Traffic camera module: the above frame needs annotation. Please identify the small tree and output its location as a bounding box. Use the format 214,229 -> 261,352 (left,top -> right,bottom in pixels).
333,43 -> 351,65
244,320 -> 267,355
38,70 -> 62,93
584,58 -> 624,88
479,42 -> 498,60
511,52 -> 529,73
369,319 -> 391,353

What you should do:
Rewrite these lines with "small tree" changed to "young tree" and everything else left as it is.

The answer:
Traffic camera module: the above frame needs annotation. Please identify the young tree and output its location as a bounding box. Use the format 214,229 -> 261,352 (left,top -> right,bottom in pixels).
333,43 -> 351,65
244,320 -> 267,355
38,70 -> 62,93
584,58 -> 624,88
479,42 -> 498,60
511,52 -> 529,73
369,319 -> 391,353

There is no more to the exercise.